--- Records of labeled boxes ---
%%

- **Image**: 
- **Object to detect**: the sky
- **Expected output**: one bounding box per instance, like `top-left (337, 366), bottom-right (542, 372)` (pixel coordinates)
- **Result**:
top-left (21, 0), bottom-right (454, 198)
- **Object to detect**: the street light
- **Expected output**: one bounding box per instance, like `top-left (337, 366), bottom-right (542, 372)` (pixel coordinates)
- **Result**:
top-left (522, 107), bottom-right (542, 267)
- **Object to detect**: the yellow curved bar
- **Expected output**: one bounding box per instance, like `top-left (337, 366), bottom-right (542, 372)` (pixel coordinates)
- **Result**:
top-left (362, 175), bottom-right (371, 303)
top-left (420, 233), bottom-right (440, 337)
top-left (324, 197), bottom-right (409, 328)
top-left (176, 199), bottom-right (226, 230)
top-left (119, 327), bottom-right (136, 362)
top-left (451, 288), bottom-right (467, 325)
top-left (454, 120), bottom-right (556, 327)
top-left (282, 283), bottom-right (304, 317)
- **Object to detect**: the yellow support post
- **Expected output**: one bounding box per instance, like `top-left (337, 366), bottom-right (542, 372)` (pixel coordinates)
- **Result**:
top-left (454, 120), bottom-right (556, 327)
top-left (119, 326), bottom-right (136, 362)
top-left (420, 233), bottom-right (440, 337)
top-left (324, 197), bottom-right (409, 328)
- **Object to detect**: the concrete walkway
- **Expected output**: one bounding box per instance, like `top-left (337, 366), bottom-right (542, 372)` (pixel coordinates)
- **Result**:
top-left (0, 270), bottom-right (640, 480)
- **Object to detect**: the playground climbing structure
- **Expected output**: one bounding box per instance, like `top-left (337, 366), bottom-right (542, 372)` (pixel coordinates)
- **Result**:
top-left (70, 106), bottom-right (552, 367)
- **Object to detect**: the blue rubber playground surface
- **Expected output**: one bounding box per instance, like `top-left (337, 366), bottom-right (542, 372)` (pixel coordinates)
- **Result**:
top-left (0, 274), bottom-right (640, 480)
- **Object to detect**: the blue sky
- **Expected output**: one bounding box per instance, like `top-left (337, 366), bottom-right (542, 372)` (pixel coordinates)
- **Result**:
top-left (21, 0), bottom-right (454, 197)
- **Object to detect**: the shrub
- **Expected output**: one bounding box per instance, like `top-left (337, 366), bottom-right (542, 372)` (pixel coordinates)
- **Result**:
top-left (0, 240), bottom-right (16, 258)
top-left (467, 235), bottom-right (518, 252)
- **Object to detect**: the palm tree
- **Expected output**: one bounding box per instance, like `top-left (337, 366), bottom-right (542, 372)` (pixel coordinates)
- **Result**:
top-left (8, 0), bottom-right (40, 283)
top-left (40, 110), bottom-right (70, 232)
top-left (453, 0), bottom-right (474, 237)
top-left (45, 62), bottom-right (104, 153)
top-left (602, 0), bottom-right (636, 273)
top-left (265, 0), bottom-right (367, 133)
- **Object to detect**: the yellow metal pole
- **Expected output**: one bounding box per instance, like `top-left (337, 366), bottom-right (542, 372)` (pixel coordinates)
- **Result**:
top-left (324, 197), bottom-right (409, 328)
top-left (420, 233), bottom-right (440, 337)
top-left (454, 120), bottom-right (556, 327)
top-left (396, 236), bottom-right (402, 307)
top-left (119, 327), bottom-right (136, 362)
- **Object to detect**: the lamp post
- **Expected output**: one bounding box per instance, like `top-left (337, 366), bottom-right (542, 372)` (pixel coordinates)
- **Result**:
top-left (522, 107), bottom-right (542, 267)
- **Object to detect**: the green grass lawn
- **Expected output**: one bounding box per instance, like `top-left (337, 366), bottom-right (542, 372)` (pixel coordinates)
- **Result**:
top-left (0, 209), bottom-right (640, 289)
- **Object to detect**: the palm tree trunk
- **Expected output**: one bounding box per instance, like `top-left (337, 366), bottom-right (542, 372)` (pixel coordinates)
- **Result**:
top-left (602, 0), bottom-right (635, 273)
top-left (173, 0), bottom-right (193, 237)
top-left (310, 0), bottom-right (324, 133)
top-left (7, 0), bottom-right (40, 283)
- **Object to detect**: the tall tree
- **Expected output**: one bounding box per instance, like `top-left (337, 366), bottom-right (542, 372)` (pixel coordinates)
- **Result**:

%%

--- Exercise ---
Reproduce the portion of the listing above starting at the line containing "- **Object to detect**: the concrete walkway" and ending at the line containing "top-left (467, 235), bottom-right (518, 252)", with every line included. Shift each pixel coordinate in the result bounding boxes by adding 4, and keep the sample coordinates in the expected-output lines unchanged.

--- Answer to this task ---
- **Object to detect**: the concrete walkway
- **Expected output**: one bounding box per instance, like `top-left (337, 366), bottom-right (542, 372)` (pixel coordinates)
- **Result**:
top-left (4, 274), bottom-right (644, 484)
- **Object to detect**: the playground climbing structure
- **Expected output**: one bounding box per instance, like `top-left (337, 366), bottom-right (542, 372)` (pixel coordinates)
- **Result**:
top-left (74, 110), bottom-right (556, 371)
- **Object to detect**: the blue rubber playground surface
- **Expected output**: one bounding box per instance, like `top-left (337, 366), bottom-right (542, 372)` (pixel coordinates)
- **Result**:
top-left (4, 278), bottom-right (644, 484)
- **Object to detect**: the blue sky
- **Expected output**: one bounding box per instance, like `top-left (337, 366), bottom-right (542, 372)` (pixel coordinates)
- **Result**:
top-left (25, 4), bottom-right (458, 201)
- **Object to detect**: the shrub
- **Expected output**: one bounding box per instance, like `top-left (337, 366), bottom-right (542, 372)` (pixel coordinates)
- **Result**:
top-left (4, 244), bottom-right (20, 262)
top-left (471, 239), bottom-right (522, 256)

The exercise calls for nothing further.